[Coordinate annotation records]
* Start *

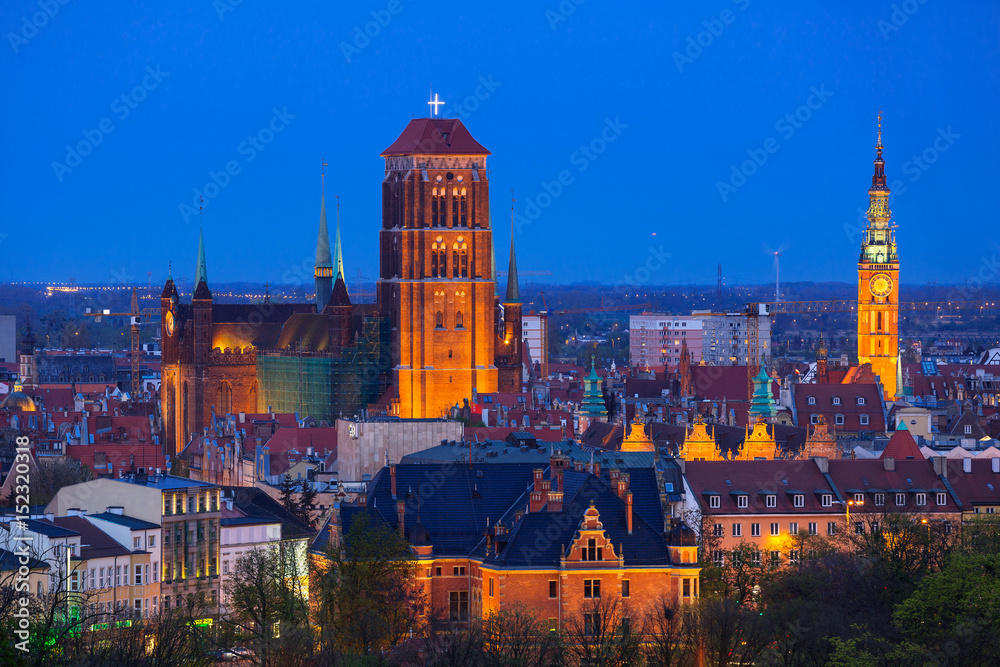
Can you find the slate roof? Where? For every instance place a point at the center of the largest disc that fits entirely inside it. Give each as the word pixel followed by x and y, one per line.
pixel 10 562
pixel 902 445
pixel 524 548
pixel 435 136
pixel 755 479
pixel 94 542
pixel 908 476
pixel 973 487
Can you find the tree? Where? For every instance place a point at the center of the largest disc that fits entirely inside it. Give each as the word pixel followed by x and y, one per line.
pixel 666 629
pixel 264 605
pixel 954 613
pixel 367 598
pixel 287 490
pixel 307 504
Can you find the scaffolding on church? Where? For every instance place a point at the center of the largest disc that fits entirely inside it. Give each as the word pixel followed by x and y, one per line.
pixel 324 385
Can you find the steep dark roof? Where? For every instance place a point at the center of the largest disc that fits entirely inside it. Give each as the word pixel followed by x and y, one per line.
pixel 127 521
pixel 95 543
pixel 435 136
pixel 256 503
pixel 339 296
pixel 645 546
pixel 305 331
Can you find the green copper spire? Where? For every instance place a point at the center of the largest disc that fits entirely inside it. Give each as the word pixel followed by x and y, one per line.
pixel 323 259
pixel 339 272
pixel 513 291
pixel 201 273
pixel 762 403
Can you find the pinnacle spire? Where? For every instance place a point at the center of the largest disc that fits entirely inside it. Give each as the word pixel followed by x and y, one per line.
pixel 338 252
pixel 513 291
pixel 323 259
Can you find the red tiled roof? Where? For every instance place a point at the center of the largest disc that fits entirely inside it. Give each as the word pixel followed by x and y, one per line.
pixel 824 395
pixel 729 479
pixel 902 445
pixel 435 136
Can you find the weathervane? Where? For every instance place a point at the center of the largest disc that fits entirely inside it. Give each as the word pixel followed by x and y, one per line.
pixel 434 104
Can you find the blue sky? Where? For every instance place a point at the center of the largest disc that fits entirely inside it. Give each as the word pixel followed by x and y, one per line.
pixel 643 112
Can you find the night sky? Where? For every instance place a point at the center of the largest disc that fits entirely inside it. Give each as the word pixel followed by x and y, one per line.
pixel 643 113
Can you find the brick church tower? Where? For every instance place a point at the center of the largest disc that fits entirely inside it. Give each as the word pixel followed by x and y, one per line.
pixel 435 285
pixel 878 283
pixel 509 344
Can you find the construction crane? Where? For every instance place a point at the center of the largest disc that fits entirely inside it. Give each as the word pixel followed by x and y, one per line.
pixel 605 309
pixel 756 310
pixel 137 318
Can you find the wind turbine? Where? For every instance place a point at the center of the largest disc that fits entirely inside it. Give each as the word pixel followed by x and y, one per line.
pixel 777 268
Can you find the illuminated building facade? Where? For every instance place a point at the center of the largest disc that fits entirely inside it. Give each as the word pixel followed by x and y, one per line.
pixel 878 284
pixel 435 284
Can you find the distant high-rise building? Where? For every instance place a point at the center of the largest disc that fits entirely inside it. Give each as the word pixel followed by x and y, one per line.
pixel 435 285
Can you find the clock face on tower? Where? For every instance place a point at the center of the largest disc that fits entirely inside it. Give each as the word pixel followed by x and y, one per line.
pixel 880 285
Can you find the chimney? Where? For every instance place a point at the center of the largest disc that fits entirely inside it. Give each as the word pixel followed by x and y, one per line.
pixel 555 501
pixel 401 517
pixel 628 511
pixel 940 465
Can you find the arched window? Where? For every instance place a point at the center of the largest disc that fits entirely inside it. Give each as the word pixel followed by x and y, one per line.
pixel 225 398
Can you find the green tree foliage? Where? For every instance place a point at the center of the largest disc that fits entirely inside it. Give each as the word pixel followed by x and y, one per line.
pixel 367 600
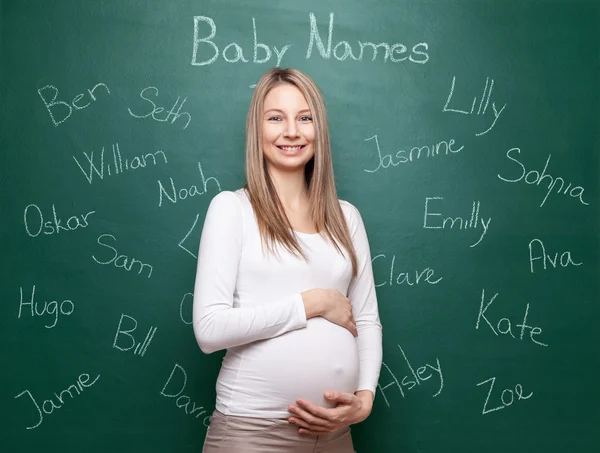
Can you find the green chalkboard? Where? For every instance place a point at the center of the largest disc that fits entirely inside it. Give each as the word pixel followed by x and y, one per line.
pixel 465 132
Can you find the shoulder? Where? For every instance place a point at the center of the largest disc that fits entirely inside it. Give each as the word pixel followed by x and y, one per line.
pixel 227 202
pixel 351 213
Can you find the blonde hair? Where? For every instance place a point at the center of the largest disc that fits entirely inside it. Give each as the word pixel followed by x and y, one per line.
pixel 325 210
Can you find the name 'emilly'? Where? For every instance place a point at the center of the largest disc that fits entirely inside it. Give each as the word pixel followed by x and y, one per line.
pixel 460 222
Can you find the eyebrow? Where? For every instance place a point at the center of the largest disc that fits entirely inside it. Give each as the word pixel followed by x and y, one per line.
pixel 281 111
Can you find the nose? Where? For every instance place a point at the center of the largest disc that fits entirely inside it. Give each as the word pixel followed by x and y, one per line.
pixel 291 130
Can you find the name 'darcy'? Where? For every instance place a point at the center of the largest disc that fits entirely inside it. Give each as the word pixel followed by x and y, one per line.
pixel 472 222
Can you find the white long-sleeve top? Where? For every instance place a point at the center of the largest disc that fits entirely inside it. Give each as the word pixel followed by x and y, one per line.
pixel 250 303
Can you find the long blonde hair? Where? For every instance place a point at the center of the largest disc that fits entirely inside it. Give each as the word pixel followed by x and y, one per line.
pixel 325 210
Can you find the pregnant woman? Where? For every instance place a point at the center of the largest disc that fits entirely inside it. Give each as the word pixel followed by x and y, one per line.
pixel 285 283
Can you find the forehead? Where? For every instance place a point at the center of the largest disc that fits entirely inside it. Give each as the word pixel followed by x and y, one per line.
pixel 285 96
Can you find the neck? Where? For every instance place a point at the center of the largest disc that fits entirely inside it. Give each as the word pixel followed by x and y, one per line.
pixel 291 188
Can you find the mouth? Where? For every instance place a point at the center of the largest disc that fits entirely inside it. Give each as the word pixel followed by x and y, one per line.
pixel 291 150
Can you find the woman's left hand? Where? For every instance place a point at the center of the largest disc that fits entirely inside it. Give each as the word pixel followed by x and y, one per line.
pixel 314 420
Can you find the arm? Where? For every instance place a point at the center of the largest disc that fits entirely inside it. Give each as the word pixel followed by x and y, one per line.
pixel 217 324
pixel 363 298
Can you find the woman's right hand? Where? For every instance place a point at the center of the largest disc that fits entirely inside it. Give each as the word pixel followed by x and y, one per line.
pixel 331 305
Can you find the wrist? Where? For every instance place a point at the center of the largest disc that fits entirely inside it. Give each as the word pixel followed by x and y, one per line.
pixel 366 397
pixel 312 307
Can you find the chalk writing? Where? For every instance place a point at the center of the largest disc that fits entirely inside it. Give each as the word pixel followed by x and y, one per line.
pixel 540 254
pixel 462 222
pixel 189 297
pixel 403 156
pixel 60 111
pixel 34 221
pixel 188 235
pixel 236 50
pixel 49 405
pixel 181 194
pixel 402 278
pixel 504 326
pixel 481 109
pixel 183 401
pixel 122 261
pixel 507 396
pixel 53 308
pixel 140 347
pixel 574 192
pixel 205 51
pixel 342 50
pixel 172 115
pixel 117 164
pixel 412 379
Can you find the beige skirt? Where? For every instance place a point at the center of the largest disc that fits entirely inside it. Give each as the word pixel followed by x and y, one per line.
pixel 233 434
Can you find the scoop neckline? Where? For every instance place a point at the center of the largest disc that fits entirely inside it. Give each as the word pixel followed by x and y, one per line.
pixel 304 234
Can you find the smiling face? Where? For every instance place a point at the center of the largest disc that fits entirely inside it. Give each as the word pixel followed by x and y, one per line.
pixel 287 129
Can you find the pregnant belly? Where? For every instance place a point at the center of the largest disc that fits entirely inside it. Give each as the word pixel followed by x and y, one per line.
pixel 303 363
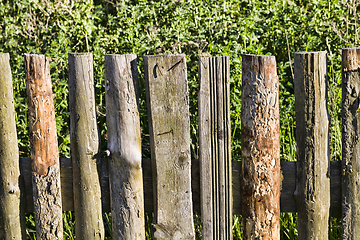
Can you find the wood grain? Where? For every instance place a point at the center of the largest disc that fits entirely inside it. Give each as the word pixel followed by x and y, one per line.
pixel 44 148
pixel 169 128
pixel 312 139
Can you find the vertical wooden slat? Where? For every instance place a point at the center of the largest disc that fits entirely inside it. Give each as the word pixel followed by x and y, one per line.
pixel 350 143
pixel 84 139
pixel 312 138
pixel 44 149
pixel 214 148
pixel 124 143
pixel 206 172
pixel 260 138
pixel 11 218
pixel 169 127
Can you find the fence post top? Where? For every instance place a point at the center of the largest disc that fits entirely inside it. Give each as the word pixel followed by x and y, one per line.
pixel 80 54
pixel 165 55
pixel 305 53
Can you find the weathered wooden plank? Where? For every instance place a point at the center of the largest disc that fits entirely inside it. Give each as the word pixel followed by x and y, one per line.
pixel 11 215
pixel 44 149
pixel 350 142
pixel 260 138
pixel 205 156
pixel 84 140
pixel 214 148
pixel 169 128
pixel 287 199
pixel 312 138
pixel 124 144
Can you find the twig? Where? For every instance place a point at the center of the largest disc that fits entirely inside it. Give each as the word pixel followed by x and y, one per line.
pixel 287 42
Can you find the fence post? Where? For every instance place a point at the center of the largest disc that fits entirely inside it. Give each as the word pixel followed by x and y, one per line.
pixel 215 148
pixel 124 143
pixel 260 139
pixel 312 138
pixel 169 127
pixel 44 149
pixel 11 217
pixel 350 142
pixel 84 141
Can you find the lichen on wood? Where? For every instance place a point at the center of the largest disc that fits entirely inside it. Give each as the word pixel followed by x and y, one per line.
pixel 260 138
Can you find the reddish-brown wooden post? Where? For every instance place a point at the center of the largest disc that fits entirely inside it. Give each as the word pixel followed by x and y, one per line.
pixel 44 149
pixel 84 139
pixel 312 139
pixel 260 138
pixel 169 127
pixel 12 222
pixel 124 143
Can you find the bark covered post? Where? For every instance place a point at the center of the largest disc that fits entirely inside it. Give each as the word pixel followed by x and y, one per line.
pixel 124 144
pixel 84 138
pixel 260 138
pixel 44 149
pixel 312 139
pixel 351 143
pixel 169 128
pixel 215 148
pixel 11 217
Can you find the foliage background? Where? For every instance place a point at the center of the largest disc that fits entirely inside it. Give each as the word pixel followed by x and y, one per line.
pixel 193 27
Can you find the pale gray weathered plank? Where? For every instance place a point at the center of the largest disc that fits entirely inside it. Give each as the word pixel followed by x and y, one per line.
pixel 312 139
pixel 84 143
pixel 169 128
pixel 124 144
pixel 350 142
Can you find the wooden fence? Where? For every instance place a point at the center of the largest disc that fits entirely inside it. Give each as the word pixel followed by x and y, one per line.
pixel 172 185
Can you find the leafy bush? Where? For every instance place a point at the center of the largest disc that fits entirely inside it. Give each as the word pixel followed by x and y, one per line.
pixel 194 27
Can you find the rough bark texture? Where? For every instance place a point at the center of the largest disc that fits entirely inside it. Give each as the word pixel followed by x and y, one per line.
pixel 84 139
pixel 44 149
pixel 169 128
pixel 287 199
pixel 12 221
pixel 312 139
pixel 215 148
pixel 351 143
pixel 260 139
pixel 124 143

* End *

→ REQUIRED WORK: Render the lines of the listing above as a JSON list of strings, one string per line and blank lines omitted, starting at the line containing "Can you find the wrist?" and ending at the line containing "pixel 312 307", both included.

→ EXERCISE SOLUTION:
[
  "Can you find the wrist? Where? For every instance place a point at the center of the largest disc that fits entirely inside it. Give each as the word pixel followed by x and y, one per line.",
  "pixel 366 397",
  "pixel 312 307"
]